What you should do
The records below must be output exactly, without pictures.

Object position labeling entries
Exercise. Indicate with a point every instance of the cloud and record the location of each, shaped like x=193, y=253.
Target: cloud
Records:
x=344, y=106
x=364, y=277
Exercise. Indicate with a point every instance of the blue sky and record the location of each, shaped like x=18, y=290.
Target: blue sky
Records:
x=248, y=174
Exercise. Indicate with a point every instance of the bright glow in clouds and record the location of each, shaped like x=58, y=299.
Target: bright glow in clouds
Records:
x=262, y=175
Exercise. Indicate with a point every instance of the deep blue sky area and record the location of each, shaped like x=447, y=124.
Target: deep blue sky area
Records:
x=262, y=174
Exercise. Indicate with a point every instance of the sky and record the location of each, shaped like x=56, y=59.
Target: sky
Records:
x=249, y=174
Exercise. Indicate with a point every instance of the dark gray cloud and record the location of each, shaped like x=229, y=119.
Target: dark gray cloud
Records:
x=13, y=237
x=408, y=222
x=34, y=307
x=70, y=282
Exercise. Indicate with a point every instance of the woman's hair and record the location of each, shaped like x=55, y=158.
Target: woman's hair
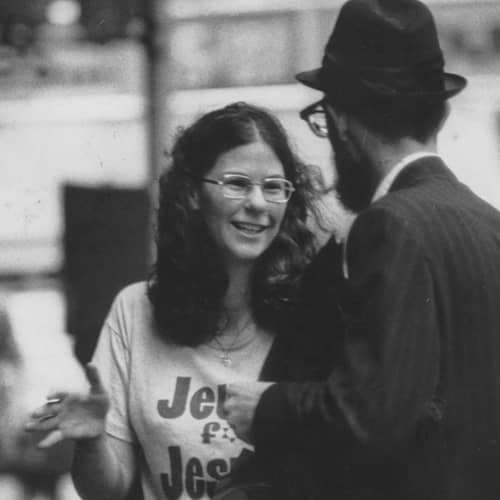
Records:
x=188, y=281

Exercise output
Exercise. Indicate with a point every instance of the cloud and record the location of each, shaped like x=193, y=253.
Target: cloud
Records:
x=344, y=106
x=364, y=277
Exercise. Indicate with a point every instance of the blue sky and record the location of each, shaped like x=18, y=290.
Target: blue sky
Records:
x=248, y=174
Exercise. Indicate with a point every instance of the bright glow in clouds and record the location of each, shaped like x=58, y=299.
Target: bright glow in clouds
Records:
x=262, y=175
Exercise. Indicate with a point every instance of the deep blue sky area and record the location of each, shaped like x=447, y=124.
Target: deep blue sky area
Records:
x=262, y=174
Exercise. Indicate with a point every instance of the sky and record the location of each, shaped like x=56, y=59.
Target: sky
Records:
x=249, y=174
Exercise. Indicate with a point every instance of the dark gray cloud and record the location of each, shaped like x=229, y=119.
Target: dark gray cloud
Records:
x=13, y=237
x=408, y=222
x=34, y=307
x=70, y=282
Exercise. Indicate with a point every instance of the woman's hair and record the location of each, shaped like x=55, y=158.
Target: woman's hair
Records:
x=188, y=281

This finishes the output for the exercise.